Алексеев В. И.: Воспоминания
Глава X

Глава X

В усадьбе Толстых доживала свой век старушка, Агафья Михайловна, бывшая горничная бабушки Льва Николаевича. Это та самая Гаша, о которой говорится в «Детстве и Отрочестве». Агафья Михайловна была неглупая женщина. В то время, когда я был у Толстых, она была уже совсем старушкой. Часто она заходила ко мне на квартиру, и я любил с нею поговорить. Рассказы ее не лишены были юмора. Я угощал ее чаем, и она, бывало, в это время что-нибудь расскажет про Льва Николаевича. Постараюсь припомнить кое-что из ее рассказов.

После смерти матери Лев Николаевич остался совсем маленький. Причиною смерти матери его, по рассказам Агафьи Михайловны, была простая случайность: прислуга разогревала молоко или воду на спиртовой лампе в той комнате, где лежала мать Льва Николаевича, не совсем еще оправившаяся после родов дочери, Марии Николаевны. Спирт почему-то вспыхнул; получился взрыв; произошла суматоха при тушении спирта; больная страшно испугалась, от чего произошло у нее воспаление груди, — и это будто бы было причиною смерти матери Льва Николаевича.

Приносит Агафья Михайловна однажды утром Льву Николаевичу кофе. Смотрит, — Лев Николаевич, мрачный, молча ходит по комнате из угла в угол. Она поставила на стол кофе, отошла к двери, остановилась и говорит:

— Батюшка, Лев Николаевич, да что это сегодня вы такой печальный? Что это вас так расстроило?

— Ах, Агафья Михайловна, что я сделал сегодня, и сказать совестно.

— Что такое, батюшка?

— Я послал негодяя Прошку в волостное правление, чтобы его там высекли25*. Этот негодяй вчера опять весь день пьянствовал. Я ему приказал поправить дверь у подъезда, а он вчера пропьянствовал, да и сегодня с похмелья никуда не годится. Да еще бормочет что-то в свое оправдание. Я не вытерпел и послал его со старостой в волостное правление. А теперь вот места не нахожу, — так мне совестно из-за этого негодяя.

+---+

• Вопросы и задания:
1. Пожалуйста, перечислите всех людей, которых в отрывке из воспоминаний называют по имени (не считая заголовков).
2. Продолжите отрывок из воспоминаний о Толстых, начиная сразу после последней фразы.

+---+

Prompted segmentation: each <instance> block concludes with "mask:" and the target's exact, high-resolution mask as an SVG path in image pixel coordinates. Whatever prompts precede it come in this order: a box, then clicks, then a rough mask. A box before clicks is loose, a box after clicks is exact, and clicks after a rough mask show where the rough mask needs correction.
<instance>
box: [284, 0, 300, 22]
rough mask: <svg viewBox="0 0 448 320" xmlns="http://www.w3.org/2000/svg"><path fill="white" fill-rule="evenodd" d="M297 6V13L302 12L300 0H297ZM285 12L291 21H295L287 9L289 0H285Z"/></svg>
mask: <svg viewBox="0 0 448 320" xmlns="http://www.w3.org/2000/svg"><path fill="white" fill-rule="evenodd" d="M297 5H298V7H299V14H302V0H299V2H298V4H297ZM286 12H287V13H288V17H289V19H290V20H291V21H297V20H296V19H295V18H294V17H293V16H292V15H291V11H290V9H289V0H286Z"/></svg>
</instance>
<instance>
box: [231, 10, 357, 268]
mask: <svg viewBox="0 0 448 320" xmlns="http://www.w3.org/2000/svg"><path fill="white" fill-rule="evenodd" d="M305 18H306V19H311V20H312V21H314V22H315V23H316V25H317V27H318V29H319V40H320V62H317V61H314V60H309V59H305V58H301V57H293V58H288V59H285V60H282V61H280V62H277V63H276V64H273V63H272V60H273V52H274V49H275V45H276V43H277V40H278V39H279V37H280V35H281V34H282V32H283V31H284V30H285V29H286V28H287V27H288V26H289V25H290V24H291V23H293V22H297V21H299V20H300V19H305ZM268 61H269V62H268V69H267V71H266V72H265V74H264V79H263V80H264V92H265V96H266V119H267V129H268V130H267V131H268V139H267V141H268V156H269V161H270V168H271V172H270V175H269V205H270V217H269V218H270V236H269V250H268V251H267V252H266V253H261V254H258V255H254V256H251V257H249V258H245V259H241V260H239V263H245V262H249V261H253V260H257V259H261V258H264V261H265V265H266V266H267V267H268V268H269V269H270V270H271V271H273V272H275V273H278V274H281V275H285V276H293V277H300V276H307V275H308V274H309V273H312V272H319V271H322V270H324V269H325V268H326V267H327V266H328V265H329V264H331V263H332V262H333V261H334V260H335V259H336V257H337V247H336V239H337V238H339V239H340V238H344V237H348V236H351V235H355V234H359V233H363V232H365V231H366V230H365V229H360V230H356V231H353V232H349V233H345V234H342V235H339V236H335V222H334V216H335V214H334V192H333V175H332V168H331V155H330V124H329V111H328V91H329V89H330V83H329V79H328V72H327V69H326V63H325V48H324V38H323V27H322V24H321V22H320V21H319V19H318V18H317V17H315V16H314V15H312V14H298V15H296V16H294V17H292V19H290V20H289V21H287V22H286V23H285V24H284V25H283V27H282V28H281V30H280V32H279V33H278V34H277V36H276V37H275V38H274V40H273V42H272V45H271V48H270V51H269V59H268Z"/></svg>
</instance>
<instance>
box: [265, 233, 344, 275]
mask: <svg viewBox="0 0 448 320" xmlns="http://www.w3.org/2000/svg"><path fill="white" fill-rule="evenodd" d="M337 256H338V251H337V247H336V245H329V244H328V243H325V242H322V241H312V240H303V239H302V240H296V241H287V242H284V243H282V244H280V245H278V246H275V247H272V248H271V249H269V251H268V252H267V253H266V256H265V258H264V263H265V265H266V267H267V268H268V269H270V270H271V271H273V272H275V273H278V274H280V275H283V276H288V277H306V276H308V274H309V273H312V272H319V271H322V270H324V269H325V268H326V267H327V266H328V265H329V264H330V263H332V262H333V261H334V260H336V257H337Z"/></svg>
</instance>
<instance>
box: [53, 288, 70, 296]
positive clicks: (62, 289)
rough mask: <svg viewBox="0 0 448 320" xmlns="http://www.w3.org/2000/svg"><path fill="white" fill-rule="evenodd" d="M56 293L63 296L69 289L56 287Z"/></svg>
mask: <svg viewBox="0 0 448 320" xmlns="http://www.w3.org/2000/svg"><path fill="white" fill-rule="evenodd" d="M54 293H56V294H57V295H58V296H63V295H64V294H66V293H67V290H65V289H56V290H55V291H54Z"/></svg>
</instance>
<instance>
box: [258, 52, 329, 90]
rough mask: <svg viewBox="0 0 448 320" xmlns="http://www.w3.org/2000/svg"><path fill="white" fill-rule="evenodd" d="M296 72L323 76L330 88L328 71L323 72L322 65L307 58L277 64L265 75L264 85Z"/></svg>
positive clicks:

+---+

• Ваши ответы:
1. Агафья Михайловна (Гаша), Лев Николаевич, Мария Николаевна, Прошка.

2.
— Да что же, батюшка, ведь это дело легко поправить, — отвечала ему Агафья Михайловна, — стоит только послать верхового, чтобы вернуть их.

— И в самом деле. Пошлите ко мне поскорее конюшенка, я велю вернуть их.

Конюшенок был тотчас же послан вдогонку. Оказалось, что Прошка со старостой не доехали до волостного правления, в первом кабачке по пути остановились опохмелиться после вчерашнего пьянства. Лев Николаевич был очень рад, что они не успели еще доехать до волостного правления, и спокойно попил кофе. Прохора этого я встречал, когда жил в Ясной Поляне. Он по профессии был столяр и плотник, — очень плутоватый мужик28.

Рассказала мне Агафья Михайловна про Сергея Николаевича, брата Льва Николаевича, характерный случай, как он хотел разойтись со своей женой и Лев Николаевич отсоветовал ему.

Это относится к тому времени, когда Сергей Николаевич увлекался еще цыганскими хорами. Понравилась Сергею Николаевичу одна цыганка Марья Михайловна29. Это была девушка умная, с поэтически настроенной душой. Сергей Николаевич сошелся с нею, и жили они счастливо, как муж с женой, хотя и не венчанные. Было у них трое детей, Марья Михайловна выражала свое счастье в веселых песнях, которые Сергей Николаевич любил слушать. Она пела для себя, выливая свое чувство радости в песнях, как поет птичка в весеннее утро.

Сергей Николаевич любил свою семью, но жил с нею почему-то врозь: сам в своем имении, Пирогово, а семья в Туле, куда Сергей Николаевич часто приезжал.

По натуре Сергей Николаевич был эпикуреец с страстными проявлениями чувств. Он был красив, и жизнь его баловала удачами в случаях ухаживания за женщинами. Жизнь с одною женщиной, хотя и прекрасною, но к которой он уже привык, стала для него мало-по-малу терять интерес, особенно с того времени, когда ему приглянулась Татьяна Андреевна, сестра Софьи Андреевны, девушка живая и веселая, которую он встречал во время своих посещений Льва Николаевича в Ясной Поляне.

Он задумал разойтись с своей незаконной женой, Марией Михайловной, и жениться на Татьяне Андреевне. Но, как человек честный, не мог этого сделать так просто. Его мучила совесть за последующую судьбу Марии Михайловны, которая отдала ему свою жизнь и была им любима, а также и за судьбу своих детей, прижитых с нею.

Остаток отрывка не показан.